WHAT IS REQUIRED: Everything in the listing below needs to be returned word for word.

RECORD EXTRACTS:
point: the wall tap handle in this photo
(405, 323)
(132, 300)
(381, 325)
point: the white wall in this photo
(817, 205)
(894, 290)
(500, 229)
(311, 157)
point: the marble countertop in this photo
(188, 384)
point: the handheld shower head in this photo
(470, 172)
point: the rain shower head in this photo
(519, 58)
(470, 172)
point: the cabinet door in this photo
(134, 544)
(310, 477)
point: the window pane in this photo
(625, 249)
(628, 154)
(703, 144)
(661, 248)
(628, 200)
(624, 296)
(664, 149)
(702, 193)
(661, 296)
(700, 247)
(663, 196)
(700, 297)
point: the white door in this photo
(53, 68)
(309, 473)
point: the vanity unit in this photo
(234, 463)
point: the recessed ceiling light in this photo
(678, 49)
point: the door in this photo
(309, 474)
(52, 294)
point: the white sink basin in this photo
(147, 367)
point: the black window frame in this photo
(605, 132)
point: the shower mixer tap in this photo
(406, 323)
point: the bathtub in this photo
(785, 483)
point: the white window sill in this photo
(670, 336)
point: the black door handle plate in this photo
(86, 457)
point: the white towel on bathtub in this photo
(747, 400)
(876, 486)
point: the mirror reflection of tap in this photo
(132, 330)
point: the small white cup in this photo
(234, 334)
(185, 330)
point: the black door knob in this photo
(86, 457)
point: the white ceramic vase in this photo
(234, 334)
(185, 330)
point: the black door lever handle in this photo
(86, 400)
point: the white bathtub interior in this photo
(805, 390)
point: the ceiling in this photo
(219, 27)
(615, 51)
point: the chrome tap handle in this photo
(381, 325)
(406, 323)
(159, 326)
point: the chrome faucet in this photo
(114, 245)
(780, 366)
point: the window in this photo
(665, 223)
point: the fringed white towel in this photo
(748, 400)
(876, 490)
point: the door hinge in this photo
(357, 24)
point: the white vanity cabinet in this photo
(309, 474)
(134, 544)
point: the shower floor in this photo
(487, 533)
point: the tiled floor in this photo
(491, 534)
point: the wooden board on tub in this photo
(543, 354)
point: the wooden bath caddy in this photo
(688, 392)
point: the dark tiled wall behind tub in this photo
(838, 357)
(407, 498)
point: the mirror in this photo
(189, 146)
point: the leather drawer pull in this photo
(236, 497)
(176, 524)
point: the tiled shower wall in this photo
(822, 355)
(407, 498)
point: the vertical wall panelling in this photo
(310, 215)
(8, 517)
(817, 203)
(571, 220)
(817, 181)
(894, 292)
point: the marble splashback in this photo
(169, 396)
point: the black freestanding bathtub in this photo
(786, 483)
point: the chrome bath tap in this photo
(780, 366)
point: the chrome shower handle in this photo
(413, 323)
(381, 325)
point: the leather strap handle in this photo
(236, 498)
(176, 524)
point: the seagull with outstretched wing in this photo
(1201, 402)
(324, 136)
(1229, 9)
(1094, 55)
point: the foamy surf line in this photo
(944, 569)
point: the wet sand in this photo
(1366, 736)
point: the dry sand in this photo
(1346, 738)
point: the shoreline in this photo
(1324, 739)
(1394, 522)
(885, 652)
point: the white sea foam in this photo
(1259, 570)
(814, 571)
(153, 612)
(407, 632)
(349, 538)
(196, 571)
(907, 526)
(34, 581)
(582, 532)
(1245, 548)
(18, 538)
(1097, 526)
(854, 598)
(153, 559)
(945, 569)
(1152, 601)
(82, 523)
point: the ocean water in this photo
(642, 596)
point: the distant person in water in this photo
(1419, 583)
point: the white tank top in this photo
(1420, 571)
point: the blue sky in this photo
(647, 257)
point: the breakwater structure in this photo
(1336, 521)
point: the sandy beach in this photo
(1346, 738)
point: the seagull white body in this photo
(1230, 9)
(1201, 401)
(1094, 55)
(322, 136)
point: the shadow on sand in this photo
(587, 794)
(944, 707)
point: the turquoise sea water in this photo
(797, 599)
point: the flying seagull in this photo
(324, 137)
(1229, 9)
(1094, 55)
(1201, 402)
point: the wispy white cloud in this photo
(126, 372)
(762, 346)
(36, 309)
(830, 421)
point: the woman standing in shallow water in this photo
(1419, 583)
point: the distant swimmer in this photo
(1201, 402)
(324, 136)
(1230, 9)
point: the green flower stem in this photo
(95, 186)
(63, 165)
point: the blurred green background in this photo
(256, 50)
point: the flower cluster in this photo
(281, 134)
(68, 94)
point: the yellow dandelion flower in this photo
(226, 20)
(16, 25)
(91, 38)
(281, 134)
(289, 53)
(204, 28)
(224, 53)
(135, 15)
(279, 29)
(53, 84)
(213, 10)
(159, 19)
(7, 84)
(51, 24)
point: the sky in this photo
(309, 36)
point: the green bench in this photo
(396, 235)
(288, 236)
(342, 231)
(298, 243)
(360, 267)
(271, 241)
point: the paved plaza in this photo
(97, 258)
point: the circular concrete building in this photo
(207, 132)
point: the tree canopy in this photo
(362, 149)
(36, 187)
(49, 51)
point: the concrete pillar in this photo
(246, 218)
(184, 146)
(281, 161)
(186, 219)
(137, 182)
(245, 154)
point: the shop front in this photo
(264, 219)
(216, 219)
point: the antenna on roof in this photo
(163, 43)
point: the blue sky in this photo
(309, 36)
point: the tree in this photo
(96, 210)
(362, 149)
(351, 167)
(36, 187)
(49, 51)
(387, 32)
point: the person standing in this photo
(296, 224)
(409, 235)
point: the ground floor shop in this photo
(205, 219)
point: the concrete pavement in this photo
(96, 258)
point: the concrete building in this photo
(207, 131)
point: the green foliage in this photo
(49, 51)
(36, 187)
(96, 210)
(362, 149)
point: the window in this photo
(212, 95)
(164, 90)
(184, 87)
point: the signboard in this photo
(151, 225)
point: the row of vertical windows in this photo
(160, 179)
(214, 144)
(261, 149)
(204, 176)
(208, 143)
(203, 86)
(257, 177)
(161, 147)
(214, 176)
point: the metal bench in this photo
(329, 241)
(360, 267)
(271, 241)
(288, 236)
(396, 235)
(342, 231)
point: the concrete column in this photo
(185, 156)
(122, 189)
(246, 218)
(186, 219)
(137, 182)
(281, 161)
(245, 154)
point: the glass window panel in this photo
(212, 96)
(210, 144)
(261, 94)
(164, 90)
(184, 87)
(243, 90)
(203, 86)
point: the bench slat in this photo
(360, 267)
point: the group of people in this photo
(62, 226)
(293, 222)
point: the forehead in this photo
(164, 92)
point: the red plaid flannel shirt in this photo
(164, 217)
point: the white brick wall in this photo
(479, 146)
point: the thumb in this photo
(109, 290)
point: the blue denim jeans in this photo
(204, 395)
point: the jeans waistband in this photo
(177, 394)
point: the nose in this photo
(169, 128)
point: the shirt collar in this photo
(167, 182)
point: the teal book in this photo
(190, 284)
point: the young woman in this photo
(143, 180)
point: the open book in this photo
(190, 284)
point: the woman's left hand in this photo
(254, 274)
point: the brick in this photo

YOUR SOLUTION:
point: the wall tap handle in this photo
(405, 323)
(132, 300)
(381, 325)
point: the white wall in this photo
(817, 205)
(894, 290)
(500, 229)
(311, 157)
point: the marble countertop in this photo
(188, 384)
point: the handheld shower head in this photo
(470, 172)
point: the rain shower head in this photo
(519, 58)
(470, 172)
point: the cabinet door in this photo
(134, 544)
(310, 477)
point: the window pane in this photo
(625, 249)
(628, 154)
(703, 144)
(661, 248)
(628, 200)
(624, 296)
(664, 149)
(702, 193)
(661, 296)
(700, 247)
(663, 196)
(700, 297)
point: the white door in this photo
(53, 68)
(309, 473)
point: the vanity unit in this photo
(234, 463)
point: the recessed ceiling light in this photo
(678, 49)
point: the door in this photo
(309, 474)
(52, 294)
point: the white sink basin in this photo
(147, 367)
point: the black window frame in this photo
(605, 132)
point: the shower mixer tap in this photo
(406, 323)
point: the bathtub in this photo
(785, 483)
point: the white window sill in this photo
(670, 336)
point: the black door handle plate in this photo
(86, 457)
point: the white towel on bathtub in this photo
(747, 400)
(876, 486)
point: the mirror reflection of tap in this photo
(132, 330)
point: the small white cup in this photo
(234, 334)
(185, 330)
point: the black door knob in this photo
(86, 457)
point: the white ceramic vase in this photo
(234, 334)
(185, 330)
point: the black door lever handle in this photo
(86, 400)
point: the white bathtub interior in this photo
(805, 390)
point: the ceiling in this photo
(219, 27)
(615, 51)
point: the chrome tap handle in this photo
(381, 325)
(406, 323)
(159, 326)
point: the chrome faucet in this photo
(114, 245)
(780, 366)
point: the window in this photo
(665, 223)
point: the fringed white towel in this photo
(748, 400)
(876, 490)
point: the door hinge in this photo
(357, 24)
point: the white vanity cabinet in this photo
(309, 474)
(134, 544)
point: the shower floor in this photo
(487, 533)
point: the tiled floor in this photo
(491, 534)
point: the wooden board on tub in this photo
(543, 354)
point: the wooden bath caddy in this photo
(688, 392)
point: the dark tiled wall behind tub in this photo
(838, 357)
(407, 498)
point: the mirror in this photo
(189, 146)
point: the leather drawer pull in this photo
(236, 497)
(176, 524)
point: the tiled shower wall in this photo
(822, 355)
(407, 498)
point: the vertical wall panelling in this photo
(310, 215)
(8, 517)
(817, 203)
(571, 220)
(817, 181)
(894, 292)
point: the marble splashback in this photo
(169, 396)
point: the black freestanding bathtub in this photo
(786, 483)
point: the chrome bath tap in this photo
(780, 366)
point: the chrome shower handle in this photo
(413, 323)
(381, 325)
point: the leather strap handle in this photo
(236, 498)
(176, 524)
point: the seagull with outstretched wing in this photo
(1201, 402)
(324, 136)
(1229, 9)
(1094, 55)
point: the foamy surf line in this photo
(944, 569)
point: the wet sand in this photo
(1366, 736)
point: the dry sand in this photo
(1346, 738)
point: the shoreline in this photo
(1324, 739)
(1394, 522)
(885, 652)
point: the white sea foam in this photo
(1259, 570)
(814, 571)
(153, 612)
(407, 632)
(349, 538)
(196, 571)
(907, 526)
(34, 581)
(582, 532)
(1245, 548)
(18, 538)
(1097, 526)
(854, 598)
(153, 559)
(945, 569)
(1152, 601)
(82, 523)
point: the ocean water in this photo
(642, 596)
point: the distant person in water in this photo
(1419, 583)
point: the white tank top in this photo
(1420, 571)
point: the blue sky in this photo
(647, 257)
point: the breakwater structure in this photo
(1336, 521)
point: the sandy beach in this photo
(1346, 738)
point: the seagull white body in this photo
(1230, 9)
(1201, 401)
(1094, 55)
(322, 136)
point: the shadow on sand in this photo
(587, 794)
(944, 707)
point: the turquoise sea water in this photo
(797, 599)
point: the flying seagull in this photo
(324, 137)
(1229, 9)
(1094, 55)
(1201, 402)
point: the wispy white cloud in this photo
(126, 372)
(762, 346)
(36, 309)
(830, 421)
point: the woman standing in shallow water in this photo
(1419, 583)
point: the distant swimmer in this photo
(1201, 402)
(324, 136)
(1230, 9)
point: the green flower stem in this photo
(95, 186)
(63, 165)
point: the blurred green background in this photo
(256, 50)
point: the flower cluster in this photo
(281, 134)
(68, 94)
point: the yellow dandelion flower in this photo
(226, 20)
(16, 25)
(91, 38)
(281, 134)
(289, 53)
(204, 28)
(224, 53)
(135, 15)
(279, 29)
(53, 84)
(213, 10)
(159, 19)
(7, 84)
(51, 24)
point: the sky in this photo
(309, 36)
point: the green bench in this photo
(396, 235)
(288, 236)
(342, 231)
(298, 243)
(360, 267)
(271, 241)
point: the paved plaza in this photo
(97, 258)
point: the circular concrete building in this photo
(207, 132)
point: the tree canopy in this photo
(362, 149)
(36, 187)
(49, 51)
point: the concrete pillar in this photo
(246, 218)
(184, 146)
(281, 161)
(186, 219)
(137, 182)
(245, 154)
point: the shop front in this photo
(264, 219)
(216, 219)
point: the antenna on roof in this photo
(163, 43)
point: the blue sky in this photo
(309, 36)
point: the tree in this photo
(96, 210)
(362, 149)
(351, 167)
(36, 187)
(49, 51)
(387, 32)
point: the person standing in this photo
(296, 224)
(409, 235)
point: the ground floor shop in this photo
(205, 219)
point: the concrete pavement in this photo
(96, 258)
point: the concrete building in this photo
(207, 131)
point: the green foliage in this photo
(49, 51)
(36, 187)
(96, 210)
(362, 149)
point: the window in this photo
(212, 95)
(164, 90)
(184, 87)
point: the signboard in this photo
(151, 225)
point: the row of vertical windows in this photo
(160, 179)
(214, 144)
(261, 149)
(204, 176)
(208, 143)
(203, 86)
(257, 177)
(161, 147)
(214, 176)
point: the metal bench in this photo
(329, 241)
(360, 267)
(271, 241)
(288, 236)
(396, 235)
(342, 231)
point: the concrete column in this photo
(185, 156)
(122, 189)
(246, 218)
(186, 219)
(137, 182)
(281, 161)
(245, 154)
point: the glass window panel in this photo
(212, 96)
(210, 144)
(261, 94)
(164, 90)
(184, 87)
(243, 90)
(203, 86)
point: the bench slat in this photo
(360, 267)
point: the group of people in this photo
(62, 226)
(293, 222)
point: the forehead in this photo
(164, 92)
point: the red plaid flannel shirt in this photo
(164, 217)
point: the white brick wall in this photo
(479, 146)
point: the thumb in this photo
(109, 290)
point: the blue denim jeans in this photo
(204, 395)
point: the jeans waistband in this photo
(177, 394)
point: the nose in this photo
(169, 128)
point: the shirt collar in this photo
(167, 182)
point: the teal book in this photo
(190, 284)
point: the young woman in this photo
(143, 180)
point: the open book in this photo
(190, 284)
point: the woman's left hand in this photo
(254, 274)
point: the brick in this photo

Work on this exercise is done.